Each record below is to be reproduced without any change.

## Object location annotation data

****************

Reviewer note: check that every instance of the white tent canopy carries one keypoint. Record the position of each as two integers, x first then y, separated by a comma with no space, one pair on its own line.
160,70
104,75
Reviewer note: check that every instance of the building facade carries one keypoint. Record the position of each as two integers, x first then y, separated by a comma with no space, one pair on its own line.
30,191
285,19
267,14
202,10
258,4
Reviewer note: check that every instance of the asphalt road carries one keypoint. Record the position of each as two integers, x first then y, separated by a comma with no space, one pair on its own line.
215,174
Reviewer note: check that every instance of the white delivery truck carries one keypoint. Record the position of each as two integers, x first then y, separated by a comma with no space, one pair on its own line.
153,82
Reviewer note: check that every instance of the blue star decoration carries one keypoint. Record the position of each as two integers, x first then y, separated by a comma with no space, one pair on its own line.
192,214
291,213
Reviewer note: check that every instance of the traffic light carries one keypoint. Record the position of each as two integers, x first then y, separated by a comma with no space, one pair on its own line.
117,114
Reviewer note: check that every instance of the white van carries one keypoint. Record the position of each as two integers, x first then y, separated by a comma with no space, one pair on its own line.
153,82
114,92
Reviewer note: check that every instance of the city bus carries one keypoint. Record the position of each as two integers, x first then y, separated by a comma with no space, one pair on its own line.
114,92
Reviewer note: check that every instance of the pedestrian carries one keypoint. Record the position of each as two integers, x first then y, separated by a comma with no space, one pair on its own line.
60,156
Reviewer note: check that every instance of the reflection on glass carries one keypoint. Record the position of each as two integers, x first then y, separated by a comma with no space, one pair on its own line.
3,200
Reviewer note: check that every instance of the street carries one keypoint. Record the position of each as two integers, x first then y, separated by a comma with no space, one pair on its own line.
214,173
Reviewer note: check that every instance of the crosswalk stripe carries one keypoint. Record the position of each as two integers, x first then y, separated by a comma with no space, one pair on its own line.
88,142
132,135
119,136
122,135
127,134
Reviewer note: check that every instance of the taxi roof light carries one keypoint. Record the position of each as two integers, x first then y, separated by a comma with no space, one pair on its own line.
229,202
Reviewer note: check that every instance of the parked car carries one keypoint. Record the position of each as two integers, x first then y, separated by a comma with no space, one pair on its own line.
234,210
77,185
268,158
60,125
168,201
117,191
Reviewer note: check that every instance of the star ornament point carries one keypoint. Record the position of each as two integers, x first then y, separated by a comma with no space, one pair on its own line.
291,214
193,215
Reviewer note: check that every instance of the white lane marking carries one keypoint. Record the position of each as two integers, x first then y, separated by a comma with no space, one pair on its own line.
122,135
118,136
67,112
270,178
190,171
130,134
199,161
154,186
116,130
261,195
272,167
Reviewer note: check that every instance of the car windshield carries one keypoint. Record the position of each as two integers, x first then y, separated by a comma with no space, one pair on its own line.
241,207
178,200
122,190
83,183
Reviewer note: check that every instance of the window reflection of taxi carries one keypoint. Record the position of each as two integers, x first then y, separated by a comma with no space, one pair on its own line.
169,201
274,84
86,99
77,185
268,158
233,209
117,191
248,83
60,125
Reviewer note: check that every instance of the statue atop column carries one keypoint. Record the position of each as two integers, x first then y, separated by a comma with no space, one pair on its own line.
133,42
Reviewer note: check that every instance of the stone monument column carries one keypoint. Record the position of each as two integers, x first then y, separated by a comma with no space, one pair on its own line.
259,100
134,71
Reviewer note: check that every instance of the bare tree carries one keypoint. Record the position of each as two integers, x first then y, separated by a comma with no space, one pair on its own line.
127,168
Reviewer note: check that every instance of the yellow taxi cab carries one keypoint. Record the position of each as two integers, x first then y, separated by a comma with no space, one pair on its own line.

****************

## Result of the task
Reviewer note: check that every instance of the white tent canopy carries one keypoint. Record the position of each as two integers, x first then y, separated by a comma with no space, one pair on its own line.
160,70
104,75
Reviewer note: check that every instance of the building facade carries one keypoint. Record the position of each as two integers, x first then y, separated by a comma with no space, one pair on its own line.
30,191
285,19
267,14
202,10
258,4
Reviewer note: check that every instance of the asphalt road carries one keypoint. Record the position of each as two integers, x first then y, separated by a comma with no space, one pair on its own line.
215,174
Reviewer note: check that every instance of the white delivery truck carries one keypoint. Record the position of each as two integers, x first then y, separated by a comma with no space, one pair on its own line.
153,82
Reviewer note: check that every instance of the blue star decoration carries one keypoint. Record the position of each as two integers, x first then y, separated by a comma with no space, one pair on its own line.
192,214
291,213
Reviewer note: check that every instance of the traffic light carries one keypoint. Record the position of each as two integers, x first then y, separated by a comma with no space, one pair on its own line.
117,114
Reviewer note: check that every instance of the white van carries one keypoint. Record the position of each as two integers, x first then y, separated by a comma with no space, one pair on its own line.
153,82
114,92
Reviewer note: check that every instance of the city bus carries one keypoint. Record the position of each as two integers, x first then y, separated by a comma with no space, one pair on its own line.
114,92
Reviewer note: check that every instance of the pedestrian carries one keypoint. Record the position of each as two integers, x first then y, separated by a comma with no space, one pair on its own line.
60,156
Reviewer note: check that every instance of the reflection on glass carries one keypoint. Record the position of each as two integers, x first then y, separated by a comma with no space, one pair on its own line.
3,200
Reviewer note: check that every instance of the street carries one keypoint. Record the position of each as two integers, x first then y, separated by a comma with no space, one pair on its own line.
214,173
Reviewer note: check that every instance of the crosswalk stripe carries one keypoint. Record the position of each as two integers, x first then y, separated by a comma with no space, one pair on its own line.
88,142
132,135
119,136
122,135
127,134
Reviewer note: check that every instance of the taxi roof light carries one keypoint. Record the position of each as two integers, x first then y, separated by a comma with no space, one pair on its own line.
229,202
Reviewer note: check that every instance of the parked car carries one keypoint. Record the position of each as two integers, x first then y, separated by a comma with no space, one pair on its own line.
234,210
77,185
268,158
60,125
168,201
117,191
Reviewer note: check that every instance of the star ornament point carries one keypoint. Record the position of each as two integers, x first then y, separated by a comma with no space, one pair on its own line.
291,214
193,215
Reviewer note: check that every instance of the white lane marking carries one keypoint. Record the position of each as two integers, x first then y, separated by a comma with no space, one pair on its own line.
122,135
118,136
67,112
270,178
190,171
130,134
199,161
154,186
116,130
261,195
272,167
Reviewer note: check that every instance of the car windshield carries one keypoint. Record the position of each as two integers, x first then y, separated by a comma with no space, one pair on its own line.
241,207
178,200
122,190
83,183
Reviewer note: check that every instance of the window reflection of taxi carries one keypoint. Record the position of each as two integers, x first then y, separated by a comma with no space, one pair on its own line.
169,201
274,84
86,99
77,185
268,158
233,209
117,191
248,83
60,125
Reviewer note: check that every instance of the statue atop column carries one keypoint. Record the position of each as two integers, x first then y, separated by a comma with no space, one pair on its own line.
133,42
Reviewer note: check that every instance of the stone monument column carries one keypoint. Record the position of each as two integers, x first then y, separated by a comma with no space, one pair on its own line.
259,100
134,71
Reviewer note: check that every instance of the bare tree carries one keypoint. Record the position of each as two integers, x first then y, separated by a comma with no space, one pair on its own line.
127,168
Reviewer note: check that every instance of the yellow taxi cab carries one keypoint. Record the position of each as two integers, x first then y, separated by a comma with no space, one pair on its own line.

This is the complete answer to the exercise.